Objective:
Report each line of the material below that contains the string "white". Case counts.

Dataset content:

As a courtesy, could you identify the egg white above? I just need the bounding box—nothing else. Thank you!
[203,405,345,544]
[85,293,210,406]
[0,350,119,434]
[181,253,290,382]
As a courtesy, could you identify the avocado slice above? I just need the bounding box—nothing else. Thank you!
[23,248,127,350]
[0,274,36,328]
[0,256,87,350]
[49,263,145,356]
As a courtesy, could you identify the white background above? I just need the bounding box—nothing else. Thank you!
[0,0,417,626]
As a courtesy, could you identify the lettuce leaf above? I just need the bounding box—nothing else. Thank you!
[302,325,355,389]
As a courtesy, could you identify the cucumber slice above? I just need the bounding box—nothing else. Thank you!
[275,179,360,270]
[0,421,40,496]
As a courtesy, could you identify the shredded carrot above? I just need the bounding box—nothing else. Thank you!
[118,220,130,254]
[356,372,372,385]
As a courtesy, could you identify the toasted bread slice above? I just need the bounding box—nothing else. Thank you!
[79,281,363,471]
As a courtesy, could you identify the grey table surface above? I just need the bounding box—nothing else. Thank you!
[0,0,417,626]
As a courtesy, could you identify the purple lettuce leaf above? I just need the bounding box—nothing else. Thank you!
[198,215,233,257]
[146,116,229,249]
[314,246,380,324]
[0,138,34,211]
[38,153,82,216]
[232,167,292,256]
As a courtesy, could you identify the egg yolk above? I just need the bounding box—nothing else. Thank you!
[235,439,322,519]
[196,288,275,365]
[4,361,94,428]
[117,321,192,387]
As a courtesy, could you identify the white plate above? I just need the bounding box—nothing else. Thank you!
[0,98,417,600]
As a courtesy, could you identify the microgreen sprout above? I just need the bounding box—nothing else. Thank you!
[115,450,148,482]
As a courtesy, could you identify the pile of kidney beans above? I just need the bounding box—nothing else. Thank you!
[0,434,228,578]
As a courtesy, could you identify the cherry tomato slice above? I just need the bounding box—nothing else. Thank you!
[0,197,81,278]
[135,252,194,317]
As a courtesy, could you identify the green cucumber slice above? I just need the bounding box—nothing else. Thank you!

The completed task:
As a courtesy, could you identify the egg white above? I just need the bounding box—nothing else. Thank you!
As a courtesy, could you identify the white background above? I just need the bounding box—nothing else. Thank you!
As a courtesy, could you identify the white plate above? I just need the bounding box—nothing else. Thank you!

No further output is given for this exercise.